Exercise details: Please reproduce every entry below without omitting a single line.

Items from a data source
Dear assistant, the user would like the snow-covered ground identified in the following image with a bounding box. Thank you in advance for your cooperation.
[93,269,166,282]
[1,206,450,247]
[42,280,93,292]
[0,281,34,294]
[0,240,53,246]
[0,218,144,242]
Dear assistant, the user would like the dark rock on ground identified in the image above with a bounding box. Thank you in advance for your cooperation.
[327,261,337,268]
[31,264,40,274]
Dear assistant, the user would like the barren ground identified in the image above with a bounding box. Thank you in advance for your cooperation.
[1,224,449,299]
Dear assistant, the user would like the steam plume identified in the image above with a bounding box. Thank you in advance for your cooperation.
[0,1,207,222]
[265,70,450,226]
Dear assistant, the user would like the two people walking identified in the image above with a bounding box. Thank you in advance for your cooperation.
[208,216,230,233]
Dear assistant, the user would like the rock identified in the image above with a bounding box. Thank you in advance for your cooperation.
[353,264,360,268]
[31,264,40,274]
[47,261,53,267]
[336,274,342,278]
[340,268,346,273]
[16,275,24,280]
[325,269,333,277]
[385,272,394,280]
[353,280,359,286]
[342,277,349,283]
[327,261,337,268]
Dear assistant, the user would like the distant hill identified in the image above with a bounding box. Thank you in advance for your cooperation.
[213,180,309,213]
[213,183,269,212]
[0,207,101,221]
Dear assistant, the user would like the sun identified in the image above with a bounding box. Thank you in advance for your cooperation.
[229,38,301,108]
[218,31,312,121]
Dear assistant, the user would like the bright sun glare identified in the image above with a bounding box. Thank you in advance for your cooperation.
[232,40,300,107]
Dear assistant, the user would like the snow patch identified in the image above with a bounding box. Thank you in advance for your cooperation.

Exercise result:
Dear assistant, the user would like the snow-covered ground identified in the following image with a bounding box. Thank you in advance for your cooperation.
[93,269,166,282]
[1,206,450,247]
[42,280,93,292]
[0,281,34,294]
[0,240,53,246]
[0,218,144,242]
Dear assistant, the user would like the dark rock on ground identified in the image above with a bounding box. Thank you in advance for your cooperation.
[327,261,337,268]
[31,264,40,274]
Dear assistant, the user would like the barren ground identified in the image above with a bounding box. Thank you in advance for your cooperation.
[1,224,449,299]
Dear assistant, the user would like the steam plume identified in the image above with a bounding box. Thank you in advance for your cooperation.
[0,1,207,222]
[265,70,450,226]
Dear assistant, the user would like the two people walking identified in the image above with a bounding box. Thank you in advance for your cooperation.
[208,216,230,233]
Dear assistant, the user would like the rock identified in the image above with a bounding box. Thank you in advance for your cooperation.
[353,264,360,268]
[31,264,40,274]
[47,261,53,267]
[336,274,342,278]
[340,268,346,273]
[16,275,24,280]
[325,269,333,277]
[385,272,394,280]
[353,280,359,286]
[342,277,349,283]
[327,261,337,268]
Dear assistant, the user would like the distant hill identified in the image above with a bounding box. Thank you in advance for your cooperation.
[213,180,309,213]
[213,183,269,212]
[0,207,101,221]
Dear assistant, the user would like the sun identified in the image above with a bounding box. Thank you in advance for your cooperation.
[229,38,301,108]
[218,31,312,121]
Dear assistant, the user would like the bright sun glare identified in the image above with a bounding box. Thank you in advance for your cooperation.
[232,40,300,107]
Dear assistant, the user would like the snow patch identified in the image above with a bounding box. Thank you in advance for your cooperation.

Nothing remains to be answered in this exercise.